Prompt ▸ Using the records below, transcribe word for word the stretch from the line that contains "Target: dark green leaf" through the line that contains "like (293, 114).", both end lines included, and nothing else.

Provided information ▸
++++++++++

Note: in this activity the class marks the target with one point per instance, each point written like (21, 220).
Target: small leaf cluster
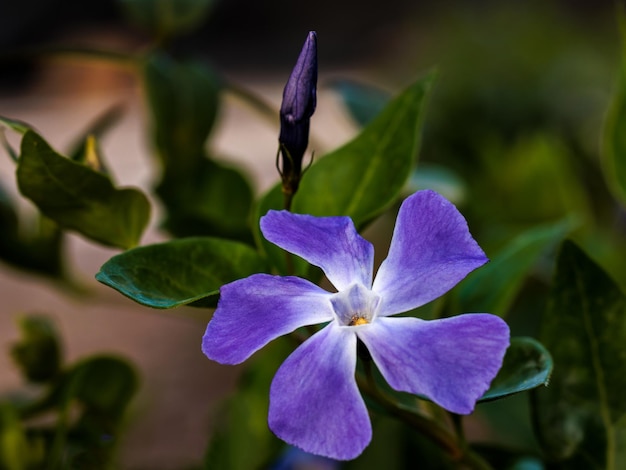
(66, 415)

++++++++++

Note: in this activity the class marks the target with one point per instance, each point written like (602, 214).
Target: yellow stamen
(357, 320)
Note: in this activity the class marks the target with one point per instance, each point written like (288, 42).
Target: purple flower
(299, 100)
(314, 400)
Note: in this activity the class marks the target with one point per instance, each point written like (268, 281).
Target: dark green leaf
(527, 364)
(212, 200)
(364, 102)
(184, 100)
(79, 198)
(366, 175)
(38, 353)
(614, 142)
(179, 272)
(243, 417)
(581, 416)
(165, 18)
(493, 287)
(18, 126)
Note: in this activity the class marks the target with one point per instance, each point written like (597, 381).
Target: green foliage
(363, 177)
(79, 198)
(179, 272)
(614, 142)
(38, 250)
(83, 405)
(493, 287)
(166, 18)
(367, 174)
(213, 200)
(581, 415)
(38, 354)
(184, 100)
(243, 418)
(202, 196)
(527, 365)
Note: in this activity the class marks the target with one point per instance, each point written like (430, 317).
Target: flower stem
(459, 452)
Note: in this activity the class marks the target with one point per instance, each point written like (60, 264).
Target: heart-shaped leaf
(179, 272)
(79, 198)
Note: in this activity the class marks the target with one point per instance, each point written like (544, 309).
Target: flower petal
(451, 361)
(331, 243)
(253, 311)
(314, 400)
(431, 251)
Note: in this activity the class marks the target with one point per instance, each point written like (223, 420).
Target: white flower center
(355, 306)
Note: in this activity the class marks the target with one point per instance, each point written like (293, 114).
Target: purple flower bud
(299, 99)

++++++++++

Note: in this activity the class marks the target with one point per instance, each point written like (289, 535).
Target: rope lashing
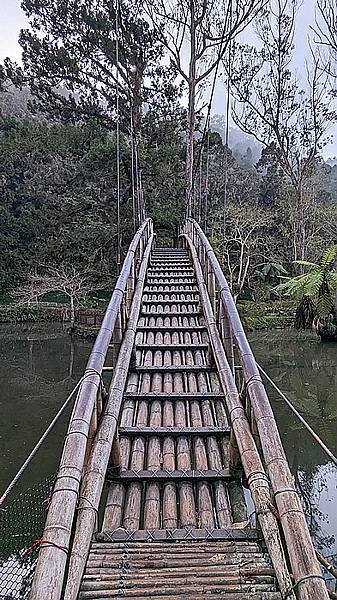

++++++++++

Response below ▸
Target: dark green leaf
(527, 364)
(212, 200)
(364, 102)
(184, 100)
(79, 198)
(366, 175)
(38, 353)
(614, 142)
(179, 272)
(243, 417)
(581, 416)
(165, 18)
(493, 287)
(18, 126)
Note: in this activity the class marks the target with one point per instance, each point written like (597, 381).
Target: green foliage
(363, 177)
(79, 198)
(179, 272)
(614, 142)
(38, 250)
(83, 405)
(493, 287)
(166, 18)
(367, 174)
(213, 200)
(581, 415)
(38, 354)
(184, 100)
(243, 418)
(202, 196)
(527, 365)
Note: in this activity the class marks the target with one point per instance, each point written like (430, 317).
Target: flower stem
(459, 452)
Note: in this activity the class marks the target with one point per instance, each point written like (60, 264).
Target: heart-shaped leaf
(179, 272)
(79, 198)
Note: in this activity the class marks the target with one point per instance, each point written like (544, 309).
Target: flower petal
(451, 361)
(331, 243)
(253, 311)
(314, 400)
(431, 251)
Note: in this activity the class marks the target with one point per instance, each point written like (223, 420).
Target: white flower center
(355, 306)
Note: in this activity the class marks the target with one point per instance, each point written like (293, 114).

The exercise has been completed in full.